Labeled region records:
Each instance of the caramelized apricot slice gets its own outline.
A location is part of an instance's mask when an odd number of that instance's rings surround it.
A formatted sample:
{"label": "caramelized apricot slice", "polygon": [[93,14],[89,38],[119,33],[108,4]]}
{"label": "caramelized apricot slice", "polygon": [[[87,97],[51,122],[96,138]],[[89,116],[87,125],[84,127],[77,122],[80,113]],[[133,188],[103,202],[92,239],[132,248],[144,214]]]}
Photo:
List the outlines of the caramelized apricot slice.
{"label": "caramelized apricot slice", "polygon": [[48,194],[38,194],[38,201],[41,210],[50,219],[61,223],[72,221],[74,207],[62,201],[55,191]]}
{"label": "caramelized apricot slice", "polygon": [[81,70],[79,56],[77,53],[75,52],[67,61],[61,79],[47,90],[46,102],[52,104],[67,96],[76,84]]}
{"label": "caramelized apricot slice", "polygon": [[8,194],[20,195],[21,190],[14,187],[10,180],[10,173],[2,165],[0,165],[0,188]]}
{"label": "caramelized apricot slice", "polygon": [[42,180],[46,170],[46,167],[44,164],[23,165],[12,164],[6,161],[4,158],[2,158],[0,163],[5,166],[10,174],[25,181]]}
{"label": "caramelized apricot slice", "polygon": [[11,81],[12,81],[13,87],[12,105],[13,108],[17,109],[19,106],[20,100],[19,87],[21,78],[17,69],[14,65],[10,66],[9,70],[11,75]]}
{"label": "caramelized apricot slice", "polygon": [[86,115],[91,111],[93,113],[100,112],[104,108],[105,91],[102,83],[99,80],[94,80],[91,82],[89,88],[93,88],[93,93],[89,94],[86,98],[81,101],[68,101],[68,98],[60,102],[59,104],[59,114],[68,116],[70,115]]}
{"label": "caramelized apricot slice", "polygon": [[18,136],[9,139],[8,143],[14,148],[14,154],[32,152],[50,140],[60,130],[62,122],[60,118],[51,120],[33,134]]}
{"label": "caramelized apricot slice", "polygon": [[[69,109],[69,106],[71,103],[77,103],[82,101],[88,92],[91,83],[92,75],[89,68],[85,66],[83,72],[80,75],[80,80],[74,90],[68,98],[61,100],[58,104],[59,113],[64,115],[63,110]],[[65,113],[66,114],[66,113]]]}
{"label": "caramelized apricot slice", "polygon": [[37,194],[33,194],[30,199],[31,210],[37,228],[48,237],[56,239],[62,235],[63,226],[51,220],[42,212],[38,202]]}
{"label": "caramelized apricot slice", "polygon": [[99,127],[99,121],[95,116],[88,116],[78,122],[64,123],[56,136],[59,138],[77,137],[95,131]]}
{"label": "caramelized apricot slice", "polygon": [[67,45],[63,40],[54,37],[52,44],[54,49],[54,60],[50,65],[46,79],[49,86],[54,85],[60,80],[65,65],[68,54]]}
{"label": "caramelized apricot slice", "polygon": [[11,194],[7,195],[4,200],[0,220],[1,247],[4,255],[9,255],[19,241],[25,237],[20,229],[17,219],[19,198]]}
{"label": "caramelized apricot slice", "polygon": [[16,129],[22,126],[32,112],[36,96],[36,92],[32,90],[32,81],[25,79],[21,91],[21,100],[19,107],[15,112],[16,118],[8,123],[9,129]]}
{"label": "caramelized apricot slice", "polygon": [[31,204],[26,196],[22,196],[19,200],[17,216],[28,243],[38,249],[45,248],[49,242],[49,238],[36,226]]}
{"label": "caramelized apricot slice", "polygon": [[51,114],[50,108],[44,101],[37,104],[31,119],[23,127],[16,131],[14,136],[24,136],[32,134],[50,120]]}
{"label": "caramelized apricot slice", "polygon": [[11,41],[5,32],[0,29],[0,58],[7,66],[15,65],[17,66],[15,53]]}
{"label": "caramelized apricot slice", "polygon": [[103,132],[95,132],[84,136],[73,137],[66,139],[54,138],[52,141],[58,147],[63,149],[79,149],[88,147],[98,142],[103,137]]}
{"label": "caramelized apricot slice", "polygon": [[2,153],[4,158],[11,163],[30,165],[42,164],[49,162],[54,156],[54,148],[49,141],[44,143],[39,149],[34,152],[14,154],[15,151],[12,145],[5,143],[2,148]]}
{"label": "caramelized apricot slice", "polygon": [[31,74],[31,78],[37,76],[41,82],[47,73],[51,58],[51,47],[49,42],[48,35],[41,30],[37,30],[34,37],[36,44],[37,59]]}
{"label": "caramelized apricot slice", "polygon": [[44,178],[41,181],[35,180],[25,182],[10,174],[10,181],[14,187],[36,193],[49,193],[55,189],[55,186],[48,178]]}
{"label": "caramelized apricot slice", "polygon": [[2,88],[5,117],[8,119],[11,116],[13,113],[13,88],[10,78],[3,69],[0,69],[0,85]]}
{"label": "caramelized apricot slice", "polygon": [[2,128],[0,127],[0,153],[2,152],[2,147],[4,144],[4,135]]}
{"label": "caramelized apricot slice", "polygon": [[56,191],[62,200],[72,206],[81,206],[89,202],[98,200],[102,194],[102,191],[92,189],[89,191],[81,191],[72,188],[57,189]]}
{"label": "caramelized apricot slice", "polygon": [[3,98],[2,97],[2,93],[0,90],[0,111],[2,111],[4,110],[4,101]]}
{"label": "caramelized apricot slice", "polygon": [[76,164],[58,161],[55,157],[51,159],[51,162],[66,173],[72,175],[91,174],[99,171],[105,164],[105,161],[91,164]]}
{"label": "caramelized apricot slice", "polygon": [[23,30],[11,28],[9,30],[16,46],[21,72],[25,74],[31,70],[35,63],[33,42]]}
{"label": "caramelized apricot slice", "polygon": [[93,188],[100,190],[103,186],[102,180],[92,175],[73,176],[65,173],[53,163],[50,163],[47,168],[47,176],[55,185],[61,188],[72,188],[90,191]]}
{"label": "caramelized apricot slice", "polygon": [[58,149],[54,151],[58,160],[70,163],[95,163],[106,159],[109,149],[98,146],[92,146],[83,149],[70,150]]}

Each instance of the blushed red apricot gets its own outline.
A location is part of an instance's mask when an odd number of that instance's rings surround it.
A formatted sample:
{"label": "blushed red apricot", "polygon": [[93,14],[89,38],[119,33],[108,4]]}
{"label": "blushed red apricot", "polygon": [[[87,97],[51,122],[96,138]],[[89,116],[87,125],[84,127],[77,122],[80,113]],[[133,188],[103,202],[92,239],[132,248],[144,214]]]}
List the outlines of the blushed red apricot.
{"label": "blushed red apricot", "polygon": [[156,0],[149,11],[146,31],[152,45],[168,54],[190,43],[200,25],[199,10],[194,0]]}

> _GOAL OF THE EXERCISE_
Extract, unchanged, the closing run of lines that opens with the line containing "Each instance of the blushed" and ends with the last line.

> _TASK RESULT_
Each instance of the blushed red apricot gets its own outline.
A location is part of an instance's mask when an odd number of that instance's rings surround it.
A formatted sample:
{"label": "blushed red apricot", "polygon": [[93,14],[89,38],[119,33],[108,4]]}
{"label": "blushed red apricot", "polygon": [[[87,97],[51,122],[96,138]],[[89,116],[87,125],[84,127],[77,122],[80,113]],[[133,188],[103,202],[92,239],[132,248],[144,214]]]}
List the outlines of the blushed red apricot.
{"label": "blushed red apricot", "polygon": [[156,0],[149,11],[146,31],[152,45],[168,54],[190,43],[200,25],[199,10],[194,0]]}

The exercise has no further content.